(Data items)
+ + + + +
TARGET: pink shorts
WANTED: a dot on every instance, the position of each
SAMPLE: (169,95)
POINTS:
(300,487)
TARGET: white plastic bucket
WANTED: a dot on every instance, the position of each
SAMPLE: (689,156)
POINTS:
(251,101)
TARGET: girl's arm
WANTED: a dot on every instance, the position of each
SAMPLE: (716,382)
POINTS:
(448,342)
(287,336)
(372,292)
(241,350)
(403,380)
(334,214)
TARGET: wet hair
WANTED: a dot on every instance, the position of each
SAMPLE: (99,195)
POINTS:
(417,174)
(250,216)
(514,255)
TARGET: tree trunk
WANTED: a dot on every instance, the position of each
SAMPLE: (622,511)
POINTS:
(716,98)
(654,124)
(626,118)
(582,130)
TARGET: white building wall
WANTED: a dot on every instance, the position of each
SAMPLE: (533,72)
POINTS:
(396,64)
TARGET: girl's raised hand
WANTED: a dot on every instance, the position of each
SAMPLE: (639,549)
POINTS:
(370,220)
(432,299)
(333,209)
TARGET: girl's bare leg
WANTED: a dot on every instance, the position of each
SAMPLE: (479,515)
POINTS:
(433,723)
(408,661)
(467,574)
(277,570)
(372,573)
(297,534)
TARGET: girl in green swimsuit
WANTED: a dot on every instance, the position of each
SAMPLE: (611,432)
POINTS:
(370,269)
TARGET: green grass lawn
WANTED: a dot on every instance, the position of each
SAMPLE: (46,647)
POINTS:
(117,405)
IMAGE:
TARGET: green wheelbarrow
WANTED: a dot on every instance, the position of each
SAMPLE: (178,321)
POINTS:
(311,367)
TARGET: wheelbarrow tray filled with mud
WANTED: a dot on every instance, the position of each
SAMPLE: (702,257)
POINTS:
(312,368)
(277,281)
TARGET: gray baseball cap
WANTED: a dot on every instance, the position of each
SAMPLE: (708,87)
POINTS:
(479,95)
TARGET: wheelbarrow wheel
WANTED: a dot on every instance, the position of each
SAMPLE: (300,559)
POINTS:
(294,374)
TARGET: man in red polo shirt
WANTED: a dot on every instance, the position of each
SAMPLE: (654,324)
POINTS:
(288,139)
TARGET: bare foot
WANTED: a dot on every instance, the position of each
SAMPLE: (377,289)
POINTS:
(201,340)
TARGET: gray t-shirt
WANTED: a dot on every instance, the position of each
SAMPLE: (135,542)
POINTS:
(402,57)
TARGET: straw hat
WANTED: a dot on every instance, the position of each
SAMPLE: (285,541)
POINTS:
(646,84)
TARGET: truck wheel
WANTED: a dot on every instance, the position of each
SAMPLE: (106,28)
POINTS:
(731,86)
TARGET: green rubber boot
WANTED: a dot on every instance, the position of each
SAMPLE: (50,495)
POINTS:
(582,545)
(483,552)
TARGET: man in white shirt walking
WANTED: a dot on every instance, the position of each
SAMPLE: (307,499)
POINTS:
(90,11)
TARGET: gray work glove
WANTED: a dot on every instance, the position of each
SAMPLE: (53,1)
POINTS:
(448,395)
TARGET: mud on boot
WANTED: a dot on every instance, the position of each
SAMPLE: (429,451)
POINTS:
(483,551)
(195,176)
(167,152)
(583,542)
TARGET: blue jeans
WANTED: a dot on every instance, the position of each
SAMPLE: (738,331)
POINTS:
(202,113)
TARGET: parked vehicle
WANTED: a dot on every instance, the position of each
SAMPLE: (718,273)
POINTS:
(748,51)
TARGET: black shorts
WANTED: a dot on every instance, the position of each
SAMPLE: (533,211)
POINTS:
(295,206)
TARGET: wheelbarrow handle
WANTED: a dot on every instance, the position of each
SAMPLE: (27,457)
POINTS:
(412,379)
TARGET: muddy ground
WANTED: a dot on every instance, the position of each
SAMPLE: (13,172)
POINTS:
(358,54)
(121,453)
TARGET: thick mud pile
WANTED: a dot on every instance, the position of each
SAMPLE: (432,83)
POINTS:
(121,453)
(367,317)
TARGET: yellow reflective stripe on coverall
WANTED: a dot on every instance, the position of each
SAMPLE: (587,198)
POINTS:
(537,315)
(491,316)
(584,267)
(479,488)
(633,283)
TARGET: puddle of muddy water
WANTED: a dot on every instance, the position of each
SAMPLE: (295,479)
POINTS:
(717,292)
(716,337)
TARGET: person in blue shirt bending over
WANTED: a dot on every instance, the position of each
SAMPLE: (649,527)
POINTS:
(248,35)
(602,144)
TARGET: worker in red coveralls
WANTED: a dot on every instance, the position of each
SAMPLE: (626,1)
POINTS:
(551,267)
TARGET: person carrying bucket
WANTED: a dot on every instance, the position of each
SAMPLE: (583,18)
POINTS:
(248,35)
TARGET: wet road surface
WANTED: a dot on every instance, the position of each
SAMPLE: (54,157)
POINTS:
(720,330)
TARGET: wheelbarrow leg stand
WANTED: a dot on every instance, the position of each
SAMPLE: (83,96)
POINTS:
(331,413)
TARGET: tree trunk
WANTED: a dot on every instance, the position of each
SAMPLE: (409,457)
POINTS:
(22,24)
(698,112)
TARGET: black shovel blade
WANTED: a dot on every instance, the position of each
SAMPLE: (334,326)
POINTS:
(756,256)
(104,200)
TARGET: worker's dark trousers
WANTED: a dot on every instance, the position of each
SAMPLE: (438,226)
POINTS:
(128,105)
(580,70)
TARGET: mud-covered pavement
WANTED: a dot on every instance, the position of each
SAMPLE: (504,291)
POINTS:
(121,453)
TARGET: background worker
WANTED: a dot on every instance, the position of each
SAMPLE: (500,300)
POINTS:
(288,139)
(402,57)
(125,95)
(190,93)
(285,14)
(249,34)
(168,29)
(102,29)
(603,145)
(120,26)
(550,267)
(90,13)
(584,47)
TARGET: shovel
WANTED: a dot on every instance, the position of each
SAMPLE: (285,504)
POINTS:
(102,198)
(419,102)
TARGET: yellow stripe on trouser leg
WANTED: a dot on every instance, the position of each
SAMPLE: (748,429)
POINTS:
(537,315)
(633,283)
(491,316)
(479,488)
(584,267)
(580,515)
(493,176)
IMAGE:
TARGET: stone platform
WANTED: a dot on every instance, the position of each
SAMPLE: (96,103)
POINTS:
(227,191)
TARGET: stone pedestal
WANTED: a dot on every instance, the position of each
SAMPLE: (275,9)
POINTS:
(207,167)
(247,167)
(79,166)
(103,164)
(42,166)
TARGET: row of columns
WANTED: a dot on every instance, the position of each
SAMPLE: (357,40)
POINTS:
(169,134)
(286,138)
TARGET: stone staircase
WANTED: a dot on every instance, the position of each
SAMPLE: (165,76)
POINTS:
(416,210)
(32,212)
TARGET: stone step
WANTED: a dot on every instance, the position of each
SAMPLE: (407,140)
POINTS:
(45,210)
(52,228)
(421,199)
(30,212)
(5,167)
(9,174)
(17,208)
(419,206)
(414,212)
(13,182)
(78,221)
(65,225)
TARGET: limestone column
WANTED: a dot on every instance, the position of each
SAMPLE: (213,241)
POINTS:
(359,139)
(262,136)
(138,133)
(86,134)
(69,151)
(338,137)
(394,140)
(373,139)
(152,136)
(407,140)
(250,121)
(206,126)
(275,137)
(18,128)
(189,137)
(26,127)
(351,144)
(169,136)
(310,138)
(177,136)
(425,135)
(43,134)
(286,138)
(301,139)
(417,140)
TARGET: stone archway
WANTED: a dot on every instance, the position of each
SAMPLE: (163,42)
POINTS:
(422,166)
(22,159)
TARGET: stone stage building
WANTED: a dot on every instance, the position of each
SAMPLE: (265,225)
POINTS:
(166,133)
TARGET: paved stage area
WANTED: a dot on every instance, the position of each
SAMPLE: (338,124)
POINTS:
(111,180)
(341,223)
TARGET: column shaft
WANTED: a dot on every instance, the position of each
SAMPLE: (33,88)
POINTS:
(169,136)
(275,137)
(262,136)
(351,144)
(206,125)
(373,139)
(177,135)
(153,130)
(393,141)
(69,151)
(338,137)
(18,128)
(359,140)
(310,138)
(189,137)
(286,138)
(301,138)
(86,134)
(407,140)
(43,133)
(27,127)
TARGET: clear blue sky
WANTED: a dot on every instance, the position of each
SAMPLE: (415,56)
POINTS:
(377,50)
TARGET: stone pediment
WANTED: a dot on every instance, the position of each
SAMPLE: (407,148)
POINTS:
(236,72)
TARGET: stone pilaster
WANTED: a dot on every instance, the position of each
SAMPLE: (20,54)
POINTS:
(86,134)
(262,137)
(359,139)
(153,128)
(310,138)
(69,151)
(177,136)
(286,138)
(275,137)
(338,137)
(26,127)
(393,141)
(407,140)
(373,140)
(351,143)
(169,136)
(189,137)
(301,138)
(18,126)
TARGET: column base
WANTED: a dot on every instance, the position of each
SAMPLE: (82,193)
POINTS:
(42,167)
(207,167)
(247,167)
+ + + + +
Work task: The answer must consist solely of the number of lines in the entries that contain the word "muddy".

Answer to this exercise: 2